### CHALLENGE
Your task is to write out the lines from the line containing "figure? Mark that spot." through the last line of the material, exactly.

### PROVIDED MATERIAL
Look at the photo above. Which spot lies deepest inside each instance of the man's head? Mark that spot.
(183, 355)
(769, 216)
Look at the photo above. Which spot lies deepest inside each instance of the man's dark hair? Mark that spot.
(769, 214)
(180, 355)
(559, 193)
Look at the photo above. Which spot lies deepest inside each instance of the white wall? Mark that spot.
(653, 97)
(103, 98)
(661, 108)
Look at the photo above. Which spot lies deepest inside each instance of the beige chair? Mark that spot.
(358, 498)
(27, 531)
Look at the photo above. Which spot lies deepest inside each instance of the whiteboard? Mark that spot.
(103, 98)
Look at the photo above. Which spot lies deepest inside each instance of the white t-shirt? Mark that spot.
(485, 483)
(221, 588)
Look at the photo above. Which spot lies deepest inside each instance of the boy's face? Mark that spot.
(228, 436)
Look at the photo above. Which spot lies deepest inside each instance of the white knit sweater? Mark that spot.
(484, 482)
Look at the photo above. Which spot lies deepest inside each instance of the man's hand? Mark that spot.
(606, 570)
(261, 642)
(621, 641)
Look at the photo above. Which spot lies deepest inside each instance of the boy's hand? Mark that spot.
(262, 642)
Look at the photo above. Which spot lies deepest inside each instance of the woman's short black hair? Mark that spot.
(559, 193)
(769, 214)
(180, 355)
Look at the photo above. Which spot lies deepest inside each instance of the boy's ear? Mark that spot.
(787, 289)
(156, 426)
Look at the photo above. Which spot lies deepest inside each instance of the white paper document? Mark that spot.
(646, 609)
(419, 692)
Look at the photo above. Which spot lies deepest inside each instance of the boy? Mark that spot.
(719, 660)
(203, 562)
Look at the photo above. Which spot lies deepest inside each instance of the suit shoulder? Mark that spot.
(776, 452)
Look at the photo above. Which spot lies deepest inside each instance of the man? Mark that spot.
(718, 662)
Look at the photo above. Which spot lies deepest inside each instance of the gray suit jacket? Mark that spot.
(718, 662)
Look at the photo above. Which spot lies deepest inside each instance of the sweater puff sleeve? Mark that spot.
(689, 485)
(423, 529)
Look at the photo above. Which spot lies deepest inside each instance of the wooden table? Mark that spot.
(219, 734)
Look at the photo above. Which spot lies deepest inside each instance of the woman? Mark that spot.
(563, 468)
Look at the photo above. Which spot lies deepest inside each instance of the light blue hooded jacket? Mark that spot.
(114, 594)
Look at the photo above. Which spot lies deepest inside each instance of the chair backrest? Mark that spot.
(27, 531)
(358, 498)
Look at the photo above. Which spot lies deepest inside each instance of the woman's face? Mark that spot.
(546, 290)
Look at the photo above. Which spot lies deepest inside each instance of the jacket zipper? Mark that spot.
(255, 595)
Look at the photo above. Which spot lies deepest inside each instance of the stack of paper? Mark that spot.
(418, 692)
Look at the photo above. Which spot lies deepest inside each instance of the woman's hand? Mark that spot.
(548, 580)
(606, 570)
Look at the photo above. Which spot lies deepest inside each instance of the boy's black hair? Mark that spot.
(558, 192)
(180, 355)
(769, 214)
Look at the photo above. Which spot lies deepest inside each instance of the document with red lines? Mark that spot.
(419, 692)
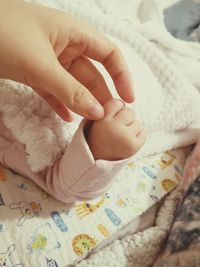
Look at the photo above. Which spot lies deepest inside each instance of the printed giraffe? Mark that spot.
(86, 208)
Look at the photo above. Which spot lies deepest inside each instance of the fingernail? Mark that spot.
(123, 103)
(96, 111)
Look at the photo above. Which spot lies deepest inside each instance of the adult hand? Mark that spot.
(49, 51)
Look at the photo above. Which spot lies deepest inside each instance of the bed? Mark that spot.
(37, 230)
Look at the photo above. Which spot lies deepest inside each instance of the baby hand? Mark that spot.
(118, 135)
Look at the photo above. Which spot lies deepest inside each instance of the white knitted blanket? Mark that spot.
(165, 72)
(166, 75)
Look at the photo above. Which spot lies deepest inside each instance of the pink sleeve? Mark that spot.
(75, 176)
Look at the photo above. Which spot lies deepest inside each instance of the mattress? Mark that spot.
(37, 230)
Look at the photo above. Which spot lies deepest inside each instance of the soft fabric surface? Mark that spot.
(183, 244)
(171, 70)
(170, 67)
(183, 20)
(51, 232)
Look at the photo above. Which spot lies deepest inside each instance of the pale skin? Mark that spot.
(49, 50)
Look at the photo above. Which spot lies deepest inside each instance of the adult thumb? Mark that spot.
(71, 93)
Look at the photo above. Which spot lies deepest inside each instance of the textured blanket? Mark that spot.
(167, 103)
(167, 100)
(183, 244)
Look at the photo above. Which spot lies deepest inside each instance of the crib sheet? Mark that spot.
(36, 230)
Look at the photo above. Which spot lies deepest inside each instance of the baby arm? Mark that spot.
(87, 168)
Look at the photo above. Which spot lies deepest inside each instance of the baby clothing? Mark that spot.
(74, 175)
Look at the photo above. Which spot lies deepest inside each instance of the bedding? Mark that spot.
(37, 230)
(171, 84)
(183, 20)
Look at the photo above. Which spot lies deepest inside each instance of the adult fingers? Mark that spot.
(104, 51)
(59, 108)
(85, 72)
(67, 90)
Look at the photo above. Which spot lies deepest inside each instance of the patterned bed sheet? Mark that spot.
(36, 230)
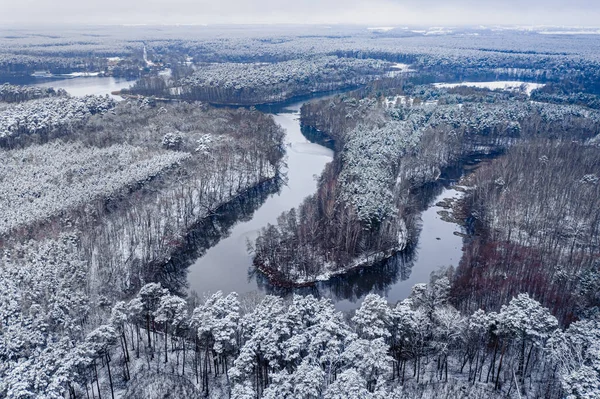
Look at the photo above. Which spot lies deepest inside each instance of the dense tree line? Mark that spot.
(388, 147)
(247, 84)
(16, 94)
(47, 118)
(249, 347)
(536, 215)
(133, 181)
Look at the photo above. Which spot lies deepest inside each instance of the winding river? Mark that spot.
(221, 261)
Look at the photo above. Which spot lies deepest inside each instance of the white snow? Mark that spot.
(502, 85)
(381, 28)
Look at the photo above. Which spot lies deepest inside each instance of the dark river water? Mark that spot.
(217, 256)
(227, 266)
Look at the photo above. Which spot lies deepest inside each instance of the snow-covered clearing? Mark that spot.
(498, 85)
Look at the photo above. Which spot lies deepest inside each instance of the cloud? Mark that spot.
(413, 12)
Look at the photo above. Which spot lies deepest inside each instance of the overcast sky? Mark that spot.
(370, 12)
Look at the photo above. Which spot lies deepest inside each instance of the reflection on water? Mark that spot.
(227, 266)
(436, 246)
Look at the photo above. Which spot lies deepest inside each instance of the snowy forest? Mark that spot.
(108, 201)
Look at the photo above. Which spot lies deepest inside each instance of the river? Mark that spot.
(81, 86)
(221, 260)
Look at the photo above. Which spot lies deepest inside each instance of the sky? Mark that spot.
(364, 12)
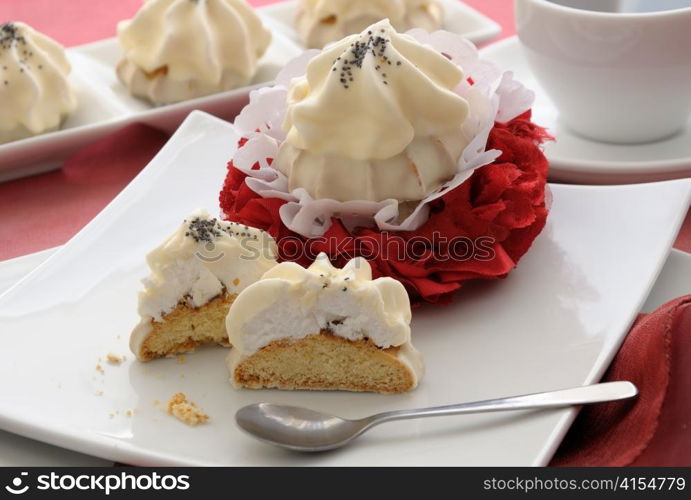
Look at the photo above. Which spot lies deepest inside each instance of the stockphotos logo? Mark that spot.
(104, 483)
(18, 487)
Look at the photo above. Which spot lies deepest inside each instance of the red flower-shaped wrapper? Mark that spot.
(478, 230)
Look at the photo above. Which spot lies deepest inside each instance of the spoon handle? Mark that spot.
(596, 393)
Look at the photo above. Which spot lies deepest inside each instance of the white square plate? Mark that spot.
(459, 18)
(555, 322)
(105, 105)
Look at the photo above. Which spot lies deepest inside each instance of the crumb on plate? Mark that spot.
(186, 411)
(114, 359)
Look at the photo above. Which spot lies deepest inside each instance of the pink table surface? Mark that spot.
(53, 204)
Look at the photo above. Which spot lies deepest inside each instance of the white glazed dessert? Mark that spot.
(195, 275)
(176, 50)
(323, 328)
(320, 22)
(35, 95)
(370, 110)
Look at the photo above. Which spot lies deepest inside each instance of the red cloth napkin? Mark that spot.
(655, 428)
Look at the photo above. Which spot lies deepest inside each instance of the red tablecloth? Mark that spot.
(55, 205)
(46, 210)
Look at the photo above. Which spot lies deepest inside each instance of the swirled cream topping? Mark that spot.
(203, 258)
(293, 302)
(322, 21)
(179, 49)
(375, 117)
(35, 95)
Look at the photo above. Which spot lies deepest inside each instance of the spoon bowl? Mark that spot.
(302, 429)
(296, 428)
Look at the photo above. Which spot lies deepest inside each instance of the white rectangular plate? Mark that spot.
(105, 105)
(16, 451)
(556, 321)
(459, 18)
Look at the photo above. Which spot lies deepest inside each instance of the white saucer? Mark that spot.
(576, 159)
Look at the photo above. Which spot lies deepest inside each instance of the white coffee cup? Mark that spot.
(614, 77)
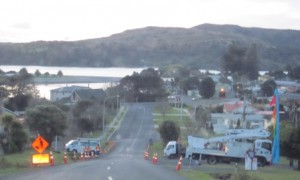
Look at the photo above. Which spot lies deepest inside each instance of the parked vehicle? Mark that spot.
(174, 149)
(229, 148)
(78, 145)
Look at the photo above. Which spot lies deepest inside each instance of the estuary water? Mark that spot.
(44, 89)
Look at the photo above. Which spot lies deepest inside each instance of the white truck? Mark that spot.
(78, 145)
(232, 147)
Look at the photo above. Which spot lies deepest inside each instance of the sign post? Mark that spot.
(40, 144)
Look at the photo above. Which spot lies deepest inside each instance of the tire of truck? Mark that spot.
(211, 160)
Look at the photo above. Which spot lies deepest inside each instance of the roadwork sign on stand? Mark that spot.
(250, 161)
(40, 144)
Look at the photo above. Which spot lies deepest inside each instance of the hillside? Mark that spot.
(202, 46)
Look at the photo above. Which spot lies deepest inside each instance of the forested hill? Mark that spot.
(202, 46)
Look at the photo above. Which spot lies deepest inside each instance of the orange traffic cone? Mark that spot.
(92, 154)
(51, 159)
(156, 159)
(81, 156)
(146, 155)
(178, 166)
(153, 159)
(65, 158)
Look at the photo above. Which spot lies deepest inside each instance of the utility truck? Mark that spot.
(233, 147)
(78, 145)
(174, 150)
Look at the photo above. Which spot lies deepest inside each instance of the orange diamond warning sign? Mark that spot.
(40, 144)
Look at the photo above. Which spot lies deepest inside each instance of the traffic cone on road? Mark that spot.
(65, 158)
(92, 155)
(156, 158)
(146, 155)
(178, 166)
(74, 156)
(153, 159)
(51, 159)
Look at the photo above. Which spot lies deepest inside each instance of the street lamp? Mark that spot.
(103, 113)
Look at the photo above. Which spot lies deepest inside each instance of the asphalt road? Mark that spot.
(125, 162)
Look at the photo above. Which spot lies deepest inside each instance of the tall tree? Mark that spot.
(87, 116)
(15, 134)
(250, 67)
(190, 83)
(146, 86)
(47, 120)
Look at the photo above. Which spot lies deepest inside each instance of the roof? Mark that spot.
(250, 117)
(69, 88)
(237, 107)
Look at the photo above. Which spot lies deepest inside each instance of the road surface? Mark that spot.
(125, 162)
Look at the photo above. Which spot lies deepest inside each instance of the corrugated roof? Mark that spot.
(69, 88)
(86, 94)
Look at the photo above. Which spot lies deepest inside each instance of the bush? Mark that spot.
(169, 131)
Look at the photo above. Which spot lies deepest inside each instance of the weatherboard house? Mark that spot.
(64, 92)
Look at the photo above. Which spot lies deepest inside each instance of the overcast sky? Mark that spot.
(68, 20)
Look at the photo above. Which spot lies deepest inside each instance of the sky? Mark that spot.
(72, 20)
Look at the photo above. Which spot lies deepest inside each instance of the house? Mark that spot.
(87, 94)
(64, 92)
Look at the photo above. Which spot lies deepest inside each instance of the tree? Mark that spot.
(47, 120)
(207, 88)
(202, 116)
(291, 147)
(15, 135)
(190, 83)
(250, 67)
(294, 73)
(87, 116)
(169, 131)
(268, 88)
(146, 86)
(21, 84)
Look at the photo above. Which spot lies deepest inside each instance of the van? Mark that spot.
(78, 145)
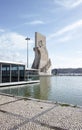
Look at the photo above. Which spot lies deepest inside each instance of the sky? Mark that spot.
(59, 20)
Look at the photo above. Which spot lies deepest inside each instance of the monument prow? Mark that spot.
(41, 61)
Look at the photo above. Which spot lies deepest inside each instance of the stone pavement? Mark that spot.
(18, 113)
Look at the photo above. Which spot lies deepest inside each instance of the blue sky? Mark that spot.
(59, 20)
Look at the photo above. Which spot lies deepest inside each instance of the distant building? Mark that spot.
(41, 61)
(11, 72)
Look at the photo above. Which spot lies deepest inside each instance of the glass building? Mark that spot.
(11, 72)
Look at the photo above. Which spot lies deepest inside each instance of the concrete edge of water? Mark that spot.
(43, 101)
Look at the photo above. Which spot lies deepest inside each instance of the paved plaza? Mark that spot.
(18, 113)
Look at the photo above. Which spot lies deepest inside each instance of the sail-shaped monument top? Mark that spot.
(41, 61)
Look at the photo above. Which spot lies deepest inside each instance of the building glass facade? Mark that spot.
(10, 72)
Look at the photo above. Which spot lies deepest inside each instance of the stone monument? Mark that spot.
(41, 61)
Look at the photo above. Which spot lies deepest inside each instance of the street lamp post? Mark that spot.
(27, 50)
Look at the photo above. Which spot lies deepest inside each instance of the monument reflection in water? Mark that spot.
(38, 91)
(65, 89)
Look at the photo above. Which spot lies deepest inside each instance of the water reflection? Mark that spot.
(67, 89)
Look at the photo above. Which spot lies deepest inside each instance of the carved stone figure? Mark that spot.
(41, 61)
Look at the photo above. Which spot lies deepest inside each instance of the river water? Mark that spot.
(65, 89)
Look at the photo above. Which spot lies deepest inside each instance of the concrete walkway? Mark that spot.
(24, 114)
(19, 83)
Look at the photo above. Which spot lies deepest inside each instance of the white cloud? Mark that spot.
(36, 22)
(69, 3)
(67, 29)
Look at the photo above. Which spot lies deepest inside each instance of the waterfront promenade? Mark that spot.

### TASK ANSWER
Look at the photo above. Which spot lies deepest inside each instance of the carved stone figure? Mark that spot.
(41, 61)
Look at the photo above. Which spot lies deepest inside each instance of the river water? Mark that spot.
(65, 89)
Look at the photo above. Which spot lies deepest inside each instance of the concrete walkway? Mark that spot.
(24, 114)
(19, 83)
Look at the photo above. Which spot lies deepest inside each instance of the white cloud? Mark that spot.
(36, 22)
(69, 3)
(67, 29)
Look at the photo above. Which spot lies deepest inside each instance of the waterfront promenade? Mark that spot.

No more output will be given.